━━ Input material
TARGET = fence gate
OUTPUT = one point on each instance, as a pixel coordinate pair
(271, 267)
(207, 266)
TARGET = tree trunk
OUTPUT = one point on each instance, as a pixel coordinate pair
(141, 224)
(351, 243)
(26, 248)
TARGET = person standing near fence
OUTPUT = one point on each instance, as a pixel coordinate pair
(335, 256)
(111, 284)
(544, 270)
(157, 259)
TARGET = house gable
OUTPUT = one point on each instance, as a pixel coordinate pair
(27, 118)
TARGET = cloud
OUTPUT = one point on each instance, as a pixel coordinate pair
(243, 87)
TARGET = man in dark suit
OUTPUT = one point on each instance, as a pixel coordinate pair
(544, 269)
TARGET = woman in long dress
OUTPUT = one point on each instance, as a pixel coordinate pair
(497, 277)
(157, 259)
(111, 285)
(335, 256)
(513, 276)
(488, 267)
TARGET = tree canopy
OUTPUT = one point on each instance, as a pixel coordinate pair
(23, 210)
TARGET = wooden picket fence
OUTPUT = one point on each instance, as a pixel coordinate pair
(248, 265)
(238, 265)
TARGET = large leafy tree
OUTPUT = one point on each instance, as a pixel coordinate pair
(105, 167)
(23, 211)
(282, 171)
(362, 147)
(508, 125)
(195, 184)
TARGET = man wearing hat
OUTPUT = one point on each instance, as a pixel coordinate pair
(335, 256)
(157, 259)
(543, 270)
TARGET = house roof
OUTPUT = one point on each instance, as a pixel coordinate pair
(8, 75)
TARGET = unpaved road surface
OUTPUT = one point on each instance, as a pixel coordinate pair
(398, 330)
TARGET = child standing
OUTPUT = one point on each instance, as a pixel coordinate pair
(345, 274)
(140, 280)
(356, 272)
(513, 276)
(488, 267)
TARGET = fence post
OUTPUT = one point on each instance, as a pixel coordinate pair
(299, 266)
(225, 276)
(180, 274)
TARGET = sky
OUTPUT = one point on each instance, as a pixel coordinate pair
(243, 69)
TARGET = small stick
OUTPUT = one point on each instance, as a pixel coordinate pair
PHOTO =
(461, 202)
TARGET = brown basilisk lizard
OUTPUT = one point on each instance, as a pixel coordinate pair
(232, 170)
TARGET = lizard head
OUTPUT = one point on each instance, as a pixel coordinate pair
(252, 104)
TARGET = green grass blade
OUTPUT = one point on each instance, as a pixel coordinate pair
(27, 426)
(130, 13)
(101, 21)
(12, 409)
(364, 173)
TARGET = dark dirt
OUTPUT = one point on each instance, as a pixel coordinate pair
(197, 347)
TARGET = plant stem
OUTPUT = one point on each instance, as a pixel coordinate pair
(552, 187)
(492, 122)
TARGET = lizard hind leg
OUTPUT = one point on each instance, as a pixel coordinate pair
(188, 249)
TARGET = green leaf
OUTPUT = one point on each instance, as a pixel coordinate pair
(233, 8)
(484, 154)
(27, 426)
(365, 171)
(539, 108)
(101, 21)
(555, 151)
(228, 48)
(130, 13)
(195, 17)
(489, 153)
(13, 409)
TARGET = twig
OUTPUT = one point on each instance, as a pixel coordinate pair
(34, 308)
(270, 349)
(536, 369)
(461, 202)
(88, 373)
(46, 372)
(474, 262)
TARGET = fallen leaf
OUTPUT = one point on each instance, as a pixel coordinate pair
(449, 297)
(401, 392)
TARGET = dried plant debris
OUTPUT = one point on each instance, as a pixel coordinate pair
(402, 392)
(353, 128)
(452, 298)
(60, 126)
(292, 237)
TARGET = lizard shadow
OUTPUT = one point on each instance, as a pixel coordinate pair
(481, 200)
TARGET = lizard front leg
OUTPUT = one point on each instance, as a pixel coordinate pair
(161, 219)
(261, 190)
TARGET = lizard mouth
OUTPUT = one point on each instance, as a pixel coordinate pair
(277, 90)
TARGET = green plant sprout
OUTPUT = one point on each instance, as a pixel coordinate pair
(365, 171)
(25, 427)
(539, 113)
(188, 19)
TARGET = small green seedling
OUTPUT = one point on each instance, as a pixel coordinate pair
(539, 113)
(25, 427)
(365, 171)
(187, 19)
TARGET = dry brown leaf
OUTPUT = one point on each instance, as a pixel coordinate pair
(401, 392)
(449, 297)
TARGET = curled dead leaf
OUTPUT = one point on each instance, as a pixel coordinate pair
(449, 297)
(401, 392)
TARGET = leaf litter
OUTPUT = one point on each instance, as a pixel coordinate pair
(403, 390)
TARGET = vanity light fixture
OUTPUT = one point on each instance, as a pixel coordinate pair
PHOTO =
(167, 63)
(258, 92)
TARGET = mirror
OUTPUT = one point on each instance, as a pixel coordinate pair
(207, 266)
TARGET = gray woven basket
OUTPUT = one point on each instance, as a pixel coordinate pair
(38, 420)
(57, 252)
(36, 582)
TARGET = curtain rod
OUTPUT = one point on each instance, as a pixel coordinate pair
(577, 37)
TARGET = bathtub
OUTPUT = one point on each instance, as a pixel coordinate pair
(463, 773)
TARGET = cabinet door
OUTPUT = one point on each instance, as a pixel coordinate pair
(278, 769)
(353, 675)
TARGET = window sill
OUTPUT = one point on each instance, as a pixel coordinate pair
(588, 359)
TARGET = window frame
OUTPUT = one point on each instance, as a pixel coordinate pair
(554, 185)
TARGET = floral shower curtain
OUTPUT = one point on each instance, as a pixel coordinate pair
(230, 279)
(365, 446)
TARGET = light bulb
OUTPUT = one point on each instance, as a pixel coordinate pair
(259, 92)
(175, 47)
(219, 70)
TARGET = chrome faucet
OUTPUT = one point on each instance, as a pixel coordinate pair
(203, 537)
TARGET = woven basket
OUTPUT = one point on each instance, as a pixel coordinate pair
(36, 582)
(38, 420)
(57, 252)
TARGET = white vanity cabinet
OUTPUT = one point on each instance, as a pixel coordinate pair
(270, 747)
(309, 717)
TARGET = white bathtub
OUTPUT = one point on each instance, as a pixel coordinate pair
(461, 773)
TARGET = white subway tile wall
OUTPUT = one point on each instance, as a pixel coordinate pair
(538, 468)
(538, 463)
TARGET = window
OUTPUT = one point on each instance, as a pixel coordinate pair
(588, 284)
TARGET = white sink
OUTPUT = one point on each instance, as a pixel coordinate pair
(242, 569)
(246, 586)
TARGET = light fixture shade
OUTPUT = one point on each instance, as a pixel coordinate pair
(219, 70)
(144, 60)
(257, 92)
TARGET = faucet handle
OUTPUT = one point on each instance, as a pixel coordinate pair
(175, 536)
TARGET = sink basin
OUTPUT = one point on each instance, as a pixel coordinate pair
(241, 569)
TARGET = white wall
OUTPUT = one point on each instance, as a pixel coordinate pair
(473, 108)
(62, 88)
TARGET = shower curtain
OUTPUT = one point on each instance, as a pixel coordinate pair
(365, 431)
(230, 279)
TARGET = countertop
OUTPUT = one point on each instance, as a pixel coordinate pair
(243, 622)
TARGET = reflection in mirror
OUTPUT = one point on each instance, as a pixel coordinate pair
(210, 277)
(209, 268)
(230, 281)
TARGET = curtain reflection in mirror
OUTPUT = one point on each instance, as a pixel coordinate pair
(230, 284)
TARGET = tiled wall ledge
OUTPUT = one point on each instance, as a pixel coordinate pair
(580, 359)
━━━━
Goal -
Could you copy all of the records above line for line, with nothing altered?

Task output -
TARGET = fence gate
OUTPUT = one point on each instance, as a pixel coordinate pair
(271, 267)
(207, 266)
TARGET = tree trunk
OUTPUT = one point on each instance, as a pixel coordinate pair
(141, 224)
(351, 243)
(26, 248)
TARGET = person standing near fence
OUTPUT = one point on each instance, as a pixel coordinate pair
(335, 256)
(111, 284)
(544, 270)
(157, 259)
TARGET = house gable
OUTPUT = one point on each instance, as a pixel coordinate pair
(27, 118)
TARGET = cloud
OUTPUT = one point on each instance, as a pixel coordinate pair
(243, 87)
TARGET = man in dark suit
OUTPUT = one point on each instance, as a pixel coordinate pair
(544, 269)
TARGET = woman in long dress
OUTPUT = one point on each instance, as a pixel coordinate pair
(497, 277)
(157, 259)
(111, 285)
(335, 256)
(513, 276)
(488, 267)
TARGET = tree canopy
OUTPUT = one point on each instance, as a pixel coordinate pair
(23, 210)
TARGET = wooden picket fence
OUTPUT = one point on each instance, as a pixel coordinate pair
(248, 265)
(238, 265)
TARGET = large leafy tree
OUTPUT = one point on each instance, as a pixel coordinate pair
(105, 167)
(23, 211)
(282, 171)
(362, 147)
(508, 125)
(195, 184)
TARGET = man wearing hat
OUTPUT = one point on each instance, as a pixel coordinate pair
(335, 256)
(157, 259)
(543, 270)
TARGET = house roof
OUTPUT = one point on each instance, as a pixel coordinate pair
(8, 75)
TARGET = unpaved road surface
OUTPUT = one point on each instance, as a pixel coordinate pair
(398, 330)
TARGET = child standing
OUTPUT = one point on each instance, as a pixel coordinate pair
(345, 274)
(140, 280)
(356, 272)
(513, 276)
(488, 267)
TARGET = fence post
OUTPUT = one point on each instance, as a pixel coordinate pair
(299, 266)
(225, 276)
(180, 274)
TARGET = sky
OUTPUT = one point on each instance, as a pixel coordinate pair
(243, 69)
TARGET = small stick
OUTPUT = one point on each instance, as a pixel coordinate pair
PHOTO =
(461, 202)
TARGET = brown basilisk lizard
OUTPUT = one point on each instance, as a pixel coordinate pair
(232, 170)
TARGET = lizard head
OUTPUT = one point on each instance, as a pixel coordinate pair
(252, 104)
TARGET = green grass blade
OUTPUT = one point on each instance, as a pixel coordinate pair
(27, 426)
(130, 13)
(101, 21)
(12, 409)
(364, 173)
TARGET = dark dirt
OUTPUT = one point on each instance, as a pixel coordinate pair
(197, 347)
TARGET = plant stem
OUTPUT = one point on each instance, as a pixel coordinate pair
(552, 187)
(492, 122)
TARGET = lizard hind leg
OUTPUT = one point on each instance, as a pixel coordinate pair
(188, 249)
TARGET = green leaf
OUTPUT = one point on each instance, as a pixel coordinate pair
(233, 8)
(484, 154)
(27, 426)
(365, 171)
(539, 108)
(101, 21)
(555, 151)
(228, 48)
(130, 13)
(195, 17)
(489, 153)
(13, 409)
TARGET = twig
OUTPUT = one point on each instance, as a pixel coordinate pair
(34, 308)
(270, 349)
(536, 369)
(461, 202)
(88, 373)
(46, 372)
(474, 262)
TARGET = fallen leaf
OUTPUT = one point on each instance, as a pixel coordinate pair
(449, 297)
(401, 392)
TARGET = dried plant debris
OUTPUT = one point on each instance, as a pixel coordinate pair
(402, 392)
(353, 128)
(452, 298)
(60, 126)
(292, 237)
TARGET = lizard shadow
OUTPUT = one point on each instance, as a pixel coordinate pair
(481, 200)
TARGET = lizard front leg
OUTPUT = one point on each instance, as a pixel coordinate pair
(161, 219)
(261, 190)
TARGET = lizard mouth
OUTPUT = one point on each instance, as a pixel coordinate pair
(277, 90)
TARGET = green plant sprout
OUTPUT = one point on each instance, as a pixel coordinate pair
(365, 171)
(25, 427)
(539, 113)
(188, 19)
TARGET = small green seedling
OUTPUT = one point on each instance, as a pixel coordinate pair
(539, 113)
(25, 427)
(365, 171)
(187, 19)
TARGET = dry brown leaf
OUTPUT = one point on each instance, as a pixel coordinate pair
(401, 392)
(449, 297)
TARGET = curled dead leaf
OUTPUT = one point on each instance, as a pixel coordinate pair
(449, 297)
(401, 392)
TARGET = leaf litter
OUTPUT = one point on each instance, as a pixel coordinate pair
(403, 390)
TARGET = vanity light fixture
OUTPUT = one point on each instance, as a pixel coordinate pair
PHOTO =
(167, 63)
(258, 92)
TARGET = mirror
OUTPUT = one point on each instance, as a pixel coordinate pair
(207, 266)
TARGET = gray woven basket
OUTPUT = one point on each instance, as a pixel coordinate pair
(38, 420)
(57, 252)
(36, 582)
TARGET = curtain rod
OUTPUT = one point on each instance, as a pixel coordinate pair
(577, 37)
TARGET = bathtub
OUTPUT = one point on each instance, as a pixel coordinate pair
(463, 773)
TARGET = cabinet door
OUTPUT = one point on each instance, as a pixel coordinate pair
(278, 769)
(353, 675)
TARGET = window sill
OUTPUT = one point on each instance, as a pixel coordinate pair
(588, 359)
TARGET = window frame
OUTPUT = one point on each instance, as a pixel coordinate pair
(554, 185)
TARGET = floral shower curtain
OUTPUT = one point on each instance, as a pixel coordinate pair
(230, 279)
(365, 446)
TARGET = light bulb
OUTPUT = one point on each instance, as a pixel coordinate pair
(259, 92)
(175, 47)
(219, 70)
TARGET = chrome faucet
OUTPUT = one point on each instance, as a pixel coordinate pair
(203, 537)
TARGET = woven basket
OUTPUT = one point on each instance, as a pixel coordinate pair
(36, 582)
(38, 420)
(57, 252)
TARGET = white vanity cabinet
OUTPUT = one point on each instance, as a pixel coordinate pair
(270, 747)
(309, 717)
TARGET = white bathtub
OUTPUT = one point on each instance, as a pixel coordinate pair
(461, 773)
TARGET = white subway tile wall
OUTPUT = one point on each instance, as a pixel coordinate pair
(538, 468)
(538, 463)
TARGET = window
OUTPUT = one point on each instance, as a pixel coordinate pair
(588, 284)
TARGET = white sink
OUTPUT = one point on each instance, as a pixel coordinate pair
(242, 569)
(246, 586)
TARGET = light fixture shade
OUTPUT = one point on each instance, as a pixel coordinate pair
(219, 70)
(144, 60)
(257, 92)
TARGET = faucet handle
OUTPUT = one point on each instance, as a pixel coordinate pair
(175, 536)
TARGET = sink basin
OUTPUT = one point on each instance, as a pixel coordinate pair
(241, 569)
TARGET = white wall
OUTPUT = one point on each instance, as a pixel coordinate pair
(473, 108)
(62, 88)
TARGET = shower curtain
OUTPUT = one point on each instance, as a pixel coordinate pair
(365, 431)
(230, 279)
TARGET = countertop
OUTPUT = one point on each instance, as a pixel coordinate pair
(243, 622)
TARGET = reflection in mirror
OUTPUT = one point on each instance, as a pixel coordinate pair
(210, 277)
(209, 268)
(230, 281)
TARGET = curtain reflection in mirror
OUTPUT = one point on each instance, as a pixel coordinate pair
(230, 284)
TARGET = tiled wall ledge
OUTPUT = one point on each instance, as a pixel coordinate pair
(580, 359)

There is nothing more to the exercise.